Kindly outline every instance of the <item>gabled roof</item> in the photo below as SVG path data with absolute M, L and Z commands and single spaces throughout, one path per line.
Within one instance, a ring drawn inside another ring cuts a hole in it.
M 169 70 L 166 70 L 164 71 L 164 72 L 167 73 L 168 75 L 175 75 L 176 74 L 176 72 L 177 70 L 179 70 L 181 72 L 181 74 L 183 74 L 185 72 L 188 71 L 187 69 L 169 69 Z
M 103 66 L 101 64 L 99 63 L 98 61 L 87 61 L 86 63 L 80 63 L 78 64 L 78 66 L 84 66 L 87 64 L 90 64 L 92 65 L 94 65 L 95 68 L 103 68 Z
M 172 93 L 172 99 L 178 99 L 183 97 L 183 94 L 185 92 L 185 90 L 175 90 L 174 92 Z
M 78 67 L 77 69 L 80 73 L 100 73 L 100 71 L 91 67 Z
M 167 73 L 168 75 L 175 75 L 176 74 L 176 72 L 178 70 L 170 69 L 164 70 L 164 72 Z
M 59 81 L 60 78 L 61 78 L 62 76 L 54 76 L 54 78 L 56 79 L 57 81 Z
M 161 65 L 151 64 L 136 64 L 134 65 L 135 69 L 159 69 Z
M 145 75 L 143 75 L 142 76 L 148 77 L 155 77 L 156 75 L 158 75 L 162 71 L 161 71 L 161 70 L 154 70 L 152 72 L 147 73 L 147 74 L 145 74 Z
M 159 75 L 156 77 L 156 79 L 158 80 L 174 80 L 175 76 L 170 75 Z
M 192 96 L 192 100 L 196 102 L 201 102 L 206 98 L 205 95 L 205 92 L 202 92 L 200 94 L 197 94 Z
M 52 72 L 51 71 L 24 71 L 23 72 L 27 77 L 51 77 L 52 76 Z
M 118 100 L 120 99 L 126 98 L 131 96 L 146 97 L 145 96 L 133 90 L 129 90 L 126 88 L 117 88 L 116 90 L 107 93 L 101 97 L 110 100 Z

☆ ☆ ☆

▸ TASK PROMPT: Please format the data above as a numbered list, one item per line, with blank lines left out.

▸ THE SOLUTION:
1. Kindly outline every instance of the <item>gabled roof</item> in the photo below as SVG path data with absolute M, L and Z commands and single spaces throughout, one path per line.
2. Within one instance, a ring drawn inside another ring cuts a hole in it.
3. M 169 70 L 166 70 L 164 71 L 164 72 L 167 73 L 168 75 L 175 75 L 176 74 L 176 72 L 177 70 L 179 70 L 181 72 L 181 74 L 183 74 L 185 72 L 188 71 L 187 69 L 169 69 Z
4. M 103 66 L 101 64 L 99 63 L 98 61 L 87 61 L 86 63 L 80 63 L 78 64 L 78 66 L 84 66 L 87 64 L 90 64 L 92 65 L 94 65 L 95 68 L 103 68 Z
5. M 172 93 L 172 99 L 178 99 L 183 97 L 183 94 L 185 92 L 185 90 L 175 90 L 174 92 Z
6. M 78 67 L 77 69 L 80 73 L 100 73 L 100 71 L 91 67 Z
7. M 167 73 L 168 75 L 175 75 L 176 74 L 176 72 L 178 70 L 170 69 L 164 70 L 164 72 Z
8. M 59 81 L 60 78 L 61 78 L 62 76 L 54 76 L 54 78 L 56 79 L 57 81 Z
9. M 161 65 L 151 64 L 136 64 L 134 65 L 135 69 L 159 69 Z
10. M 145 75 L 143 75 L 142 76 L 148 77 L 155 77 L 156 75 L 158 75 L 162 71 L 161 71 L 161 70 L 154 70 L 152 72 L 147 73 L 147 74 L 145 74 Z
11. M 159 75 L 156 77 L 156 79 L 158 80 L 174 80 L 175 76 L 170 75 Z
12. M 192 96 L 192 100 L 196 102 L 201 102 L 206 98 L 205 95 L 205 92 L 202 92 L 200 94 L 197 94 Z
13. M 52 72 L 51 71 L 24 71 L 23 72 L 27 77 L 51 77 L 52 76 Z
14. M 118 100 L 120 99 L 126 98 L 131 96 L 146 97 L 145 96 L 133 90 L 129 90 L 126 88 L 117 88 L 116 90 L 107 93 L 101 97 L 110 100 Z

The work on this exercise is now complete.